(Data Opens)
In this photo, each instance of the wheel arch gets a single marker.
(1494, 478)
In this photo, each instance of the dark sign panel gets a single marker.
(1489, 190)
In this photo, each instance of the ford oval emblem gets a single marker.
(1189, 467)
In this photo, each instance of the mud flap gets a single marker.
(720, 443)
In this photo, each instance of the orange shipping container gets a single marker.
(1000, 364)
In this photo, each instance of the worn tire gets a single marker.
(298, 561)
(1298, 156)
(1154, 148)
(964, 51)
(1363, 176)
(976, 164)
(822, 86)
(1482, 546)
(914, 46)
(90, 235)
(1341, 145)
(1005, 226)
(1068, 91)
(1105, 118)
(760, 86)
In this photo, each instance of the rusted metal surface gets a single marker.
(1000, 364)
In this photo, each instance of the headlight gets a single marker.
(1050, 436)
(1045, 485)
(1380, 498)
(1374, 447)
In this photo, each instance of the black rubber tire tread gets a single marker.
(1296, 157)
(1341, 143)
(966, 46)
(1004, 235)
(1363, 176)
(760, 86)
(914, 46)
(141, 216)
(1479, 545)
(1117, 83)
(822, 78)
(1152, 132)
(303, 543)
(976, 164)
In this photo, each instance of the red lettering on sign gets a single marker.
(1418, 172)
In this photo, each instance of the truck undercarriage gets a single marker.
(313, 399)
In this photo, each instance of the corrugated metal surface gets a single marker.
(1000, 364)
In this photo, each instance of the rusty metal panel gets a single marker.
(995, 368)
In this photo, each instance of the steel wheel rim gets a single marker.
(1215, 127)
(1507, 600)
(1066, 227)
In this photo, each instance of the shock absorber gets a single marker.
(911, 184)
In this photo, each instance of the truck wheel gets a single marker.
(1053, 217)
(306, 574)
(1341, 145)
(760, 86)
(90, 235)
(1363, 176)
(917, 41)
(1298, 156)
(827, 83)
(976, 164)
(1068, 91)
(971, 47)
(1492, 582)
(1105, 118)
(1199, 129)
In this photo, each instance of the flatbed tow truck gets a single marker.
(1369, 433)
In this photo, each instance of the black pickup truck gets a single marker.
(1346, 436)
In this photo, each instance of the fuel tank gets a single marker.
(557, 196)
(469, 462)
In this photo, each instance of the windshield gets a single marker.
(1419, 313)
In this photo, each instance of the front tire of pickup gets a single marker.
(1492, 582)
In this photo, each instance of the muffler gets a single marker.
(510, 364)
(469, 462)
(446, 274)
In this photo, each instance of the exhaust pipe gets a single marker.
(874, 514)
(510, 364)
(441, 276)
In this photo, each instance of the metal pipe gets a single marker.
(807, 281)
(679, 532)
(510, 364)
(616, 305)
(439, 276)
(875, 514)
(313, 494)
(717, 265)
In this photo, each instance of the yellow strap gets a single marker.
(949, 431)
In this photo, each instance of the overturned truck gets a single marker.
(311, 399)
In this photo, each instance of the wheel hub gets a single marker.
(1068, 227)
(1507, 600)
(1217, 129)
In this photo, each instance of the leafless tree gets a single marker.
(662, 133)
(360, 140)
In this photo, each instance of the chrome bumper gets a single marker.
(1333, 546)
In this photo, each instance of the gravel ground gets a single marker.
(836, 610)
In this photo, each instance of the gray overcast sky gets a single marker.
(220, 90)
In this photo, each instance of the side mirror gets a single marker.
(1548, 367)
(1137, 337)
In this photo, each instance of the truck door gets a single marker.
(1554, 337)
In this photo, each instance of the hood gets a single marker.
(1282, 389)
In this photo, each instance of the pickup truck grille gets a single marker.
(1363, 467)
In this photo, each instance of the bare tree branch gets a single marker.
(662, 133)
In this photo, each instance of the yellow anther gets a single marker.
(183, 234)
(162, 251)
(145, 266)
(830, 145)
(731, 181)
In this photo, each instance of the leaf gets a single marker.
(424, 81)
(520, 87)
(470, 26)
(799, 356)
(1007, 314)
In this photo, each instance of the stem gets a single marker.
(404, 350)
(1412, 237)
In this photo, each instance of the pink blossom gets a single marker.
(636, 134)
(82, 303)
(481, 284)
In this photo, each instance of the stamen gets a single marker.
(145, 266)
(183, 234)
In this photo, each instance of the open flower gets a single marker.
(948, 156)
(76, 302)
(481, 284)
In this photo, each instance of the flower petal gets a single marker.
(Data Closes)
Exercise requirements
From the line holding "In this photo, each instance of the leaf gets" to the final line of the data, output each line exactly and nothing more.

Answer box
In this photo, each instance of the leaf gets a single marker.
(424, 81)
(520, 87)
(470, 26)
(799, 356)
(1007, 314)
In this photo, each instance of the stem gets a single marker.
(404, 350)
(1412, 237)
In this photo, each instance of the pink blossom gets a single marker.
(636, 134)
(82, 303)
(481, 284)
In this photo, each instance of the stamen gets a single marker.
(145, 266)
(183, 234)
In this photo, each instance of the open flower gets a single marker.
(948, 156)
(76, 302)
(481, 284)
In this photo, each instance of the flower petal gets a single marker.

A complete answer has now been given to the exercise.